REQUIREMENTS:
List as a JSON array of strings each line of the records from the line containing "target | woman's right arm" through the final line, one string per line and no blank lines.

⟨

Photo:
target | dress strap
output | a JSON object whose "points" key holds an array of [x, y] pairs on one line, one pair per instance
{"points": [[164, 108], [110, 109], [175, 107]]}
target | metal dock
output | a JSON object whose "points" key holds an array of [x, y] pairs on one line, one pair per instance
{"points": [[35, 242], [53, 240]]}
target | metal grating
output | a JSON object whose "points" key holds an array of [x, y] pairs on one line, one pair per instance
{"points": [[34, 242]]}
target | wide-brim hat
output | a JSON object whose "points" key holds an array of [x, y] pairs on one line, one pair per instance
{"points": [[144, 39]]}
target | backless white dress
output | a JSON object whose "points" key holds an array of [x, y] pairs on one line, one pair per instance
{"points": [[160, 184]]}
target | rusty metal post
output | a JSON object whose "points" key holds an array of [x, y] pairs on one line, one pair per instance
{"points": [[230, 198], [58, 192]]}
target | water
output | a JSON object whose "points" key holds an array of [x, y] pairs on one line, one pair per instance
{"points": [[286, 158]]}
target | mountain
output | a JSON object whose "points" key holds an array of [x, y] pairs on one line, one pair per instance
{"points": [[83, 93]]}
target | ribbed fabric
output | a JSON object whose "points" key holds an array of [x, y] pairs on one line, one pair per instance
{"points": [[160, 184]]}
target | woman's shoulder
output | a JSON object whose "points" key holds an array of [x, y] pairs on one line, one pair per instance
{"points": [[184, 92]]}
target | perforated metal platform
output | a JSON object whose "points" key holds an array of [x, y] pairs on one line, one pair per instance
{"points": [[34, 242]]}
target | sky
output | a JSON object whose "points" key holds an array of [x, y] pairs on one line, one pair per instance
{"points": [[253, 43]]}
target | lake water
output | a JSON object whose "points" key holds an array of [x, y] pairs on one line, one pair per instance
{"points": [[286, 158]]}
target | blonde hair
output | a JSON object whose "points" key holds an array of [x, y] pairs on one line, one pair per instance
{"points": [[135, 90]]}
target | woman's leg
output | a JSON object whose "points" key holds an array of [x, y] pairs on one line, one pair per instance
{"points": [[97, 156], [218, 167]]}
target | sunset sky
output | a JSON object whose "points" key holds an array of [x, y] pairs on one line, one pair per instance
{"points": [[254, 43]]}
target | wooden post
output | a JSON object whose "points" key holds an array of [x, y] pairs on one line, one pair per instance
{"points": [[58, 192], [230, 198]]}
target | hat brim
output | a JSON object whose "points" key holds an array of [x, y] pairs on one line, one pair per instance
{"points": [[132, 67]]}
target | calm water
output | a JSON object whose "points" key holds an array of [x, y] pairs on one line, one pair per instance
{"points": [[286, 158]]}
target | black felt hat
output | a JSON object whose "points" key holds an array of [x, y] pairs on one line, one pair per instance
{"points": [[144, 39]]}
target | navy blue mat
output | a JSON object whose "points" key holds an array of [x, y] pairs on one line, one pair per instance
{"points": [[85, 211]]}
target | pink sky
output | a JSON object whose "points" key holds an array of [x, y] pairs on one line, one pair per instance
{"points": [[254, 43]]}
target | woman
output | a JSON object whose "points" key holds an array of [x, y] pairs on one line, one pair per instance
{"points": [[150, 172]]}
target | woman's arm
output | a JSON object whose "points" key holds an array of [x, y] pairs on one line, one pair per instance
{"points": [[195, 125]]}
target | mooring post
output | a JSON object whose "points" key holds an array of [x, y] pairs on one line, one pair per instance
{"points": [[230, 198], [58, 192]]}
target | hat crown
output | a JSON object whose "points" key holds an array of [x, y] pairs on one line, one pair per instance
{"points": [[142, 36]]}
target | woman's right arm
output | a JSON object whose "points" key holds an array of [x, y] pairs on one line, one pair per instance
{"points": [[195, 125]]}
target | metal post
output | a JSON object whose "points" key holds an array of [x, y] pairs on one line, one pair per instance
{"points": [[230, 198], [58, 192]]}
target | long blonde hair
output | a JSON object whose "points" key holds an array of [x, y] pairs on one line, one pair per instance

⟩

RESULT:
[
  "target | woman's right arm",
  "output | a JSON object whose \"points\" key holds an array of [x, y] pairs on one line, one pair per instance",
  "{\"points\": [[195, 125]]}",
  "target | metal post",
  "output | a JSON object whose \"points\" key holds an array of [x, y] pairs on one line, one pair per instance",
  "{\"points\": [[230, 198], [58, 192]]}",
  "target | long blonde hair",
  "output | a JSON object whose \"points\" key holds an array of [x, y] pairs on one line, one pair per instance"
]